> _REQUIRED WORK_:
**a.** Answer these questions from the Breaking Bad recap:
(i) What business did Saul suggest Skyler run?
(ii) What careers did Marie imagine for her husband and herself in the stories she told the real estate brokers?
(iii) According to what Vince Gilligan told New York Magazine, why is purple Marie's color?
**b.** Extend the Breaking Bad recap, picking up right after its final sentence.

> _EXCERPT PROVIDED_:
----------

NEXT: What’s up with Marie’s shoplifting?
So, on behalf of busybody bitches everywhere, we’d like to say how satisfying it was to see Skyler stick up for herself this week. We loved how she rejected Saul’s condescending suggestion of having her run a nail salon. (“For the lady of the house, how ‘bout lifetime supply of French manicures and enzyme peels? Go ahead pinch yourself.”) Sure, she kind of enjoyed emasculating Bogdan, low-balling him just to hurt his pride, and letting the phone ring multiple times before she picked up, but if she did it to defend herself, she also did it to defend Walt. “You were rude to me and disrespectful to my husband,” he told him, right after rudely and disrespectfully cheating him out of his business. We suspect our little Carmela Soprano is quickly turning into Tony.
Like Walt, Hank’s still mad that his wife is becoming the man of the house. But it doesn’t make Marie any happier to have her husband “lying around like third base,” as he put it. How heartbreaking it was to watch her dream up stories for those real estate brokers, imagining what her life could’ve been like if she wasn’t emptying bedpans every night. Her husband could’ve been an astronaut! She could’ve been an illustrator! They could’ve lived in Paris or home schooled their kid!
You probably noticed that Marie only wore purple in these scenes. Breaking Bad creator Vince Gilligan always uses color so expertly, from the names he gives his characters (Walter White, who’s not so vanilla as his name suggests, and Jesse Pinkman, who’s not quite so inexperienced as his name suggests) to the furious reds and cool, methodical blues of the meth lab’s color scheme. For Gilligan, Marie’s color is purple because, he told New York Magazine, “Marie would say that purple is the color of royalty.” Which makes sense: every time Marie dreams up another story about her life, you can almost see her thinking, I could’ve been the queen of this castle! Instead, she’s stuck measuring out her life with tiny Puerto Rican spoons. And if that’s not insulting enough, while she’s trying to nurse her own husband back to health, Hank would rather watch porn stars play doctor.

----------

> _RECORDS SUPPLIED_:
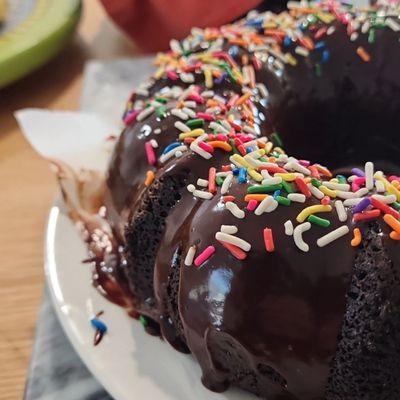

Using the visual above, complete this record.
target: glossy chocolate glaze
[97,6,400,400]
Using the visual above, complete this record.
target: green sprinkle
[311,178,322,187]
[247,184,282,194]
[271,132,283,147]
[307,215,331,228]
[275,196,291,206]
[139,315,149,328]
[156,106,167,118]
[215,176,224,186]
[228,139,240,154]
[281,181,294,194]
[391,201,400,210]
[186,118,204,129]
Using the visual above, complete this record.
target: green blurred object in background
[0,0,82,88]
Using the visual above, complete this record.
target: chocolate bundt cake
[76,0,400,400]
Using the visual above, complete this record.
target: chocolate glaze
[90,6,400,400]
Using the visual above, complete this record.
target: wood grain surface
[0,0,135,400]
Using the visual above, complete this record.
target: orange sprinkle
[383,214,400,234]
[144,170,155,186]
[351,228,362,247]
[389,231,400,240]
[207,140,232,151]
[236,92,251,106]
[244,194,269,201]
[219,240,247,260]
[357,46,371,62]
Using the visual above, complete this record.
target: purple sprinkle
[352,197,371,214]
[351,168,365,176]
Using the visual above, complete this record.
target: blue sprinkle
[228,46,239,57]
[90,318,107,333]
[352,197,371,214]
[322,50,330,62]
[239,167,247,183]
[163,142,181,154]
[283,36,292,47]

----------

> _RESPONSES IN ORDER_:
**a.**
(i) A nail salon.
(ii) Her husband an astronaut, and herself an illustrator.
(iii) Because "Marie would say that purple is the color of royalty."

**b.**
Still, as sad old married couples go, Walt and Jesse might be the worst off. They’re not even talking anymore, unless you count asking each other if there’s anything the should talk about. Meanwhile, Jesse’s hitting a new emotional low: crying while driving a bumper car. (That amazing scene, by the way, was directed by David Slade, a guy who should know a thing or two about what addiction looks like, having worked with rehab vet Scott Weiland on Stone Temple Pilots videos.) The Fever Ray song that played while Jesse walked slowly into that den of rough sex and bad drugs couldn’t have provided a more resonant soundtrack: “This will never end / ‘Cause I want more / More / Give me more / Give me more.”
This week’s episode was called “Open House,” and that title hit home for everyone. For Jesse, the open house was that nightmare party where everyone’s invited and anything goes. For Marie, it was the real estate openings that brought out her risk-taker side (just as an open house once did for Walt during that flashback from the season three finale). And now that the meth lab has been equipped with cameras, it’s an open house for Walt as well.
Also, since Hank got those Lab Notes, we have a feeling he’s gonna be keeping his eye on Walt very soon. Who else would Hank seek out to help him decode those chemistry equations? Heisenberg’s bound to get discovered sooner or later. When he does, will Jesse take over his empire? Or, if Jesse’s too far gone, will Skyler run it all from her car wash? You know what they say: behind every great man, there’s a con woman. And we’re dying to see what this one’s capable of.